Point labeling dataset excerpts:
++++++++++++++++++++
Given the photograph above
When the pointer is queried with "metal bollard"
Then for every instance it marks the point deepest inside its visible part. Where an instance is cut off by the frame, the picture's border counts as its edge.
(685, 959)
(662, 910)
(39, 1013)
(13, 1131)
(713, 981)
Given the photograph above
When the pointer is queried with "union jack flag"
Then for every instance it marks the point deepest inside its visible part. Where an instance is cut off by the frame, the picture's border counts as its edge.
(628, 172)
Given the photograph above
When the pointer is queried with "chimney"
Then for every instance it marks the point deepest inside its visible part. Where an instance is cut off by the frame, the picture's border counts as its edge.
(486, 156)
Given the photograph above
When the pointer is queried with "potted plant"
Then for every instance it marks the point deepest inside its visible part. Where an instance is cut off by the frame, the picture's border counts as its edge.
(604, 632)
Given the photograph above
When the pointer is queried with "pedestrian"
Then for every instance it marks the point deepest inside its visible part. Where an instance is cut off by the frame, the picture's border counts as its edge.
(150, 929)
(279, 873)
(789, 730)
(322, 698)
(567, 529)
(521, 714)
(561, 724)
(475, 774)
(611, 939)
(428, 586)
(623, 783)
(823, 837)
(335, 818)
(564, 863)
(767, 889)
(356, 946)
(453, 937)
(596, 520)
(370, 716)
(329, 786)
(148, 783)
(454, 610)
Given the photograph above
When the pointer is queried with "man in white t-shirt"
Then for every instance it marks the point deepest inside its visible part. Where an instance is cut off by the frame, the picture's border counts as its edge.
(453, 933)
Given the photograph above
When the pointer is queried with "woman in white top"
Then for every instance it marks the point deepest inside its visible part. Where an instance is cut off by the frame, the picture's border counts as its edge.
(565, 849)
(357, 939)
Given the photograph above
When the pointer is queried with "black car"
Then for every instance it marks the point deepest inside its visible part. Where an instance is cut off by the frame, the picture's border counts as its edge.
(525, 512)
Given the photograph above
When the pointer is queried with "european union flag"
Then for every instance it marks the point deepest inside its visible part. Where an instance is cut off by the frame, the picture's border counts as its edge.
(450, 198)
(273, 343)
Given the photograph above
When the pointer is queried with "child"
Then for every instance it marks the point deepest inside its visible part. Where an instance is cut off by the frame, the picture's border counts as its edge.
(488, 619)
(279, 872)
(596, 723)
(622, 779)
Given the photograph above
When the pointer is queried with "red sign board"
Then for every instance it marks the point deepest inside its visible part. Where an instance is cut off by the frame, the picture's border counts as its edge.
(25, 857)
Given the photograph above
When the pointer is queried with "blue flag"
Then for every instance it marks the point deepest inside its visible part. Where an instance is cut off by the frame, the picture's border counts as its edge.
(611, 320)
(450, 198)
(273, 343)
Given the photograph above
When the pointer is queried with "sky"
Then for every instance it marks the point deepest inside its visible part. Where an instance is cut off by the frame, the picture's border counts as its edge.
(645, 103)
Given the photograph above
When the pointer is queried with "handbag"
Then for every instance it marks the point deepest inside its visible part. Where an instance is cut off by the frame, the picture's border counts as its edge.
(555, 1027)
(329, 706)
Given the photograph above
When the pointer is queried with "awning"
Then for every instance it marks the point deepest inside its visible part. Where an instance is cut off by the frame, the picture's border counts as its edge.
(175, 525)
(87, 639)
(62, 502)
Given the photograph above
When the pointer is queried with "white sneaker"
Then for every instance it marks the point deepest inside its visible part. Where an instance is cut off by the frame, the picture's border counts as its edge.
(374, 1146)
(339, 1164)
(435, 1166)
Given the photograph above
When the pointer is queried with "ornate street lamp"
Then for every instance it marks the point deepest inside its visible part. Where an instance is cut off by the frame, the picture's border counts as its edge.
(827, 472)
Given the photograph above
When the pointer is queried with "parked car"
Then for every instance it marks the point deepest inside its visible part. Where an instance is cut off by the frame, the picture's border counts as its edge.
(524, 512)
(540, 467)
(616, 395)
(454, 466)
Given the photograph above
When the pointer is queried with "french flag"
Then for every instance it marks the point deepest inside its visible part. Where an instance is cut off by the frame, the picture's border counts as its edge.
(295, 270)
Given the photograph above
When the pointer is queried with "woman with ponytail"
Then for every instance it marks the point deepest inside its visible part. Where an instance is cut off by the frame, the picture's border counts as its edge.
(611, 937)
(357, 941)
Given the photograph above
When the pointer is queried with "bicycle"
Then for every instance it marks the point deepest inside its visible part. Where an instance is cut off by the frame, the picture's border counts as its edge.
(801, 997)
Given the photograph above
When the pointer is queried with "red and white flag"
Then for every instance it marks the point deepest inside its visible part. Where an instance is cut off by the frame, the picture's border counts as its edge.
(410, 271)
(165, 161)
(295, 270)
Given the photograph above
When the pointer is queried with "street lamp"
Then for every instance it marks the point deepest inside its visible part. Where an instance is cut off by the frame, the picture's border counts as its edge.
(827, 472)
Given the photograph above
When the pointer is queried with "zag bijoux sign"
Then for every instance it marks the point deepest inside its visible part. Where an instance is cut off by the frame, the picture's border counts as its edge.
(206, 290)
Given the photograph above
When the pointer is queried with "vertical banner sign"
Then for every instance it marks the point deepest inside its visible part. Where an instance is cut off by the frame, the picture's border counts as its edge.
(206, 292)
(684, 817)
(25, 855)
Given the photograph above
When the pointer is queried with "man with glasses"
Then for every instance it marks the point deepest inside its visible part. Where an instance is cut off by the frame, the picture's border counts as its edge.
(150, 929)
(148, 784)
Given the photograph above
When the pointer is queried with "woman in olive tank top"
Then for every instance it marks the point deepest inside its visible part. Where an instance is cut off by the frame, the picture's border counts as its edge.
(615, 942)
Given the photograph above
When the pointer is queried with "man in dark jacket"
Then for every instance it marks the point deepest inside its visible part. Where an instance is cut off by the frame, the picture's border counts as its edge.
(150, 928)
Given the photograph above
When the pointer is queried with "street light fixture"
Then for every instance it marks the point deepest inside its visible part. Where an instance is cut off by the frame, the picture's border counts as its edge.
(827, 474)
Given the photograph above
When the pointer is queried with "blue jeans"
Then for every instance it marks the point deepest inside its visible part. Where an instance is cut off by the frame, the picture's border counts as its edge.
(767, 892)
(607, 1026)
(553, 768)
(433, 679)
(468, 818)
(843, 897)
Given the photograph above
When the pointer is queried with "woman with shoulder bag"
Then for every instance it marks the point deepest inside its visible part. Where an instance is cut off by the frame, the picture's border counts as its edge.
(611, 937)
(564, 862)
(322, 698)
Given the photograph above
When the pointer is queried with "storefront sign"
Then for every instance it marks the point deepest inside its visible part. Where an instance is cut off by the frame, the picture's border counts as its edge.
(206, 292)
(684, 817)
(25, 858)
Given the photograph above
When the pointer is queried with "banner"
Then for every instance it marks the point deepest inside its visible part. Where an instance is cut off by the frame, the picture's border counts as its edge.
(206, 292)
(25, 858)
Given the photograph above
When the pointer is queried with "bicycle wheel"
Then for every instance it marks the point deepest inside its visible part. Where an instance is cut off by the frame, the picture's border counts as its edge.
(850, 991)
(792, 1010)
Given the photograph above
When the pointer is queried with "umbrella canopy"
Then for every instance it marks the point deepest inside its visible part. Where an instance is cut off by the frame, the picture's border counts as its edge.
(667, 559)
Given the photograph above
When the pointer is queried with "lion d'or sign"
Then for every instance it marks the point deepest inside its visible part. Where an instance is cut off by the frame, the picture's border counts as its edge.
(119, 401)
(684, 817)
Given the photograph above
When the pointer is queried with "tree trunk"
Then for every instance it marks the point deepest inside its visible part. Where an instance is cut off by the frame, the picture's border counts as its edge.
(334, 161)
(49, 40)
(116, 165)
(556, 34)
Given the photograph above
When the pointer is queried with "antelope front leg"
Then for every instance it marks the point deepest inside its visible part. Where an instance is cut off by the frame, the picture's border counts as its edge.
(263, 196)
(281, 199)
++++++++++++++++++++
**Written task**.
Please reproduce every line of the material word for word.

**Result**.
Given the photograph above
When the pointer is queried with "metal bollard"
Then for every instance it marks the point deepest inside its visible part. Where an instance is cut off by the frame, the picture's border counts as its edge.
(685, 959)
(662, 910)
(39, 1013)
(13, 1131)
(713, 981)
Given the photograph above
When the pointer is queried with "union jack flag"
Then for every instance it marks the point deepest inside its visible part. Where an instance is cut off by the frame, the picture's border counts as its edge.
(628, 172)
Given the photograph above
When the pointer is queried with "chimney"
Then for every instance it marks the point deepest inside its visible part. Where an instance is cut off by the frame, the picture's border counts as its edge.
(486, 156)
Given the photograph above
When the pointer is queried with "potted plant"
Then for every instance it marks the point deepest inside its visible part. Where an instance is cut off by the frame, the picture's border counts as its edge.
(604, 632)
Given the photograph above
When the pointer is queried with "pedestrian"
Then for every instance it marks the point deepest inside its visible part. Where an instance is cut off by the frame, the picture's border counts as its edge.
(150, 929)
(279, 873)
(789, 730)
(322, 698)
(567, 529)
(521, 714)
(561, 724)
(475, 774)
(611, 939)
(428, 586)
(623, 783)
(823, 837)
(335, 818)
(564, 863)
(767, 889)
(356, 946)
(453, 937)
(596, 520)
(370, 716)
(329, 786)
(148, 783)
(454, 610)
Given the photograph above
When the pointer is queried with "man in white t-shirt"
Then for every instance it marks the point deepest inside its visible part. Where an instance is cut off by the frame, the picture's border counts as its edge.
(453, 933)
Given the photograph above
When the pointer is queried with "woman in white top"
Then for every instance it marks the point deepest inside its visible part. Where an instance is cut off by the frame, the picture's border counts as its edge.
(565, 849)
(357, 939)
Given the photograph above
When the pointer is queried with "black car"
Then for every instance it marks the point deepest inside its visible part. Where an instance is cut off by the frame, the picture's border counts as its edge.
(525, 512)
Given the photograph above
When the pointer is queried with "european union flag"
Then for every instance it marks the point deepest inside its visible part. Where an instance is cut off by the frame, the picture's border counts as its edge.
(450, 198)
(273, 343)
Given the photograph above
When the pointer is queried with "child"
Then for every instance it marks the point deepest inside its visible part. Where an instance is cut off by the frame, the picture's border counts as its edge.
(488, 619)
(279, 872)
(596, 723)
(622, 779)
Given the photograph above
When the pointer is queried with "red sign board"
Then for every instance it marks the point deepest inside its visible part. Where an instance is cut off by the frame, the picture's border counts as its edge.
(25, 857)
Given the photograph above
When the pointer is queried with "blue flag"
Then for every instance it marks the point deepest inside its visible part. Where an instance is cut off by the frame, the picture's border counts as its edge.
(611, 320)
(450, 198)
(273, 343)
Given the photograph above
When the pointer is queried with "sky"
Then for every instance it marks the point deepest inside its visible part. Where an instance is cut off by the frame, the picture's border counts as its edge.
(645, 103)
Given the photograph above
When the pointer is queried with "handbag"
Then for every instance it marks the point deepest inside its visible part. Where an instance is cut off by the frame, the picture's border counts as its edge.
(555, 1027)
(329, 706)
Given the photograph above
When the pointer is queried with "awning"
Then for every instance it marks the point deepest inside its visible part. Where an instance is cut off by the frame, the picture's border counts as its edge.
(175, 525)
(87, 639)
(62, 502)
Given the photograph above
When the pointer is queried with "white sneaker"
Then for every instance it marks the point deepest inside its visible part. Where an instance is cut off by the frame, the picture's border counts as its edge.
(374, 1146)
(339, 1164)
(435, 1166)
Given the photograph above
When the pointer is queried with "ornate street lamp"
Then for every instance it marks the point deepest inside its visible part. Where an instance is cut off by the frame, the picture's border counts as its edge.
(827, 472)
Given the photograph above
When the pointer is queried with "parked car"
Then for every instance it marks the point deepest inside its visible part. Where an instance is cut off by the frame, the picture's border counts as its edge.
(524, 512)
(540, 467)
(616, 395)
(454, 466)
Given the photograph above
When the pointer is queried with "french flag"
Then for every instance it marks the point deepest inside its visible part. Where an instance is cut off by the frame, the picture's border counts as its edge.
(295, 270)
Given the photograph above
When the pointer is queried with "woman with ponytail"
Then for every instance it marks the point deepest inside its visible part. Where an instance is cut off by the frame, the picture's border counts as its edge.
(611, 937)
(357, 941)
Given the photograph above
When the pointer is queried with "bicycle"
Then for every instance it marks the point deepest inside its visible part. Where an instance is cut off by the frame, the picture's border counts as its edge.
(801, 997)
Given the photograph above
When the pointer is queried with "red and white flag"
Then for every instance it marks the point deepest inside its visible part. Where an instance is cut off by the frame, the picture's border counts as its edge.
(410, 271)
(165, 161)
(295, 270)
Given the photograph above
When the pointer is queried with "street lamp"
Then for every instance it marks the point deepest inside its visible part. Where an instance is cut off by the frame, the picture's border counts as its edge.
(827, 472)
Given the photograph above
When the pointer is queried with "zag bijoux sign"
Then for every instance it marks the point deepest inside its visible part. Where an instance is cut off by the frame, the picture's border counts as its edge.
(206, 290)
Given the photograph above
When the pointer is queried with "vertical banner sign"
Then for every instance it marks the point deepest inside its visible part. Where an instance is cut off by the frame, the picture's border counts as its edge.
(206, 292)
(684, 817)
(25, 855)
Given the photograph above
When the pointer is queried with "man with glasses"
Then for every instance it marks the point deepest inside its visible part. Where an instance is cut off by the frame, the picture's border counts as its edge.
(150, 929)
(148, 784)
Given the photograph above
When the pointer is queried with "woman in olive tank top"
Then for every instance it marks the point deepest inside its visible part. Where an instance is cut off by the frame, the picture's border counts as its edge.
(615, 942)
Given the photograph above
When the pointer is queried with "man in dark jacket"
Then for every instance it marks the point deepest inside its visible part. Where an instance is cut off by the frame, the picture's border counts as its edge.
(150, 928)
Given the photograph above
When the pointer is queried with "street light fixture"
Then for every instance it marks the point deepest inside its visible part. Where an instance is cut off by the frame, the picture's border counts as its edge.
(827, 474)
Given the photograph above
When the pointer is queried with "blue jeans"
Then for every instance it marks the point deepest inside its visible part. Where an instance is cut off by the frame, the picture's border counts as its edge.
(767, 892)
(607, 1026)
(553, 768)
(433, 679)
(468, 818)
(843, 897)
Given the photograph above
When the pointer is queried with "woman with shoulder bag"
Then for every instance it marks the point deepest inside its visible part. Where an instance is cut off by the frame, the picture's border counts as its edge.
(611, 937)
(564, 862)
(322, 698)
Given the photograph above
When the pointer is queried with "storefront sign"
Then for every instance it marks the point deepest inside its visible part. Where an instance is cut off by the frame, the picture's border counts as its edge.
(206, 292)
(684, 817)
(25, 858)
Given the photograph above
When the pointer is queried with "banner"
Then for every instance it marks the point deepest inside its visible part. Where an instance is cut off by the frame, the picture's border counts as its edge.
(206, 292)
(25, 858)
Given the photograph above
When the pointer is queried with "bicycle wheel"
Then for every instance it marks the point deepest inside its visible part. Where an instance is cut off by the frame, the picture's border counts as its edge.
(850, 991)
(792, 1010)
Given the photograph above
When the pointer is queried with "umbrella canopy"
Then for every instance it marks the point deepest inside its visible part. Where an instance is cut off by the frame, the picture's border counts as its edge.
(667, 559)
Given the photograph above
When the pointer is queried with "lion d'or sign"
Then for every instance it marks the point deepest inside its visible part. Where an instance is cut off by the frame, the picture's border counts as its edge.
(119, 401)
(684, 817)
Given the photograph above
When the pointer is queried with "tree trunk"
Then for every instance it marks the point deepest inside its visible part. Where an instance is cut off by the frame, the picture's border counts as its edge.
(334, 161)
(49, 40)
(116, 165)
(556, 34)
Given the photograph above
When the pointer is queried with "antelope front leg"
Then for every instance it marks the point deepest inside its visible part. Where an instance is cut off by the frame, the picture's border counts as its edge.
(263, 196)
(281, 199)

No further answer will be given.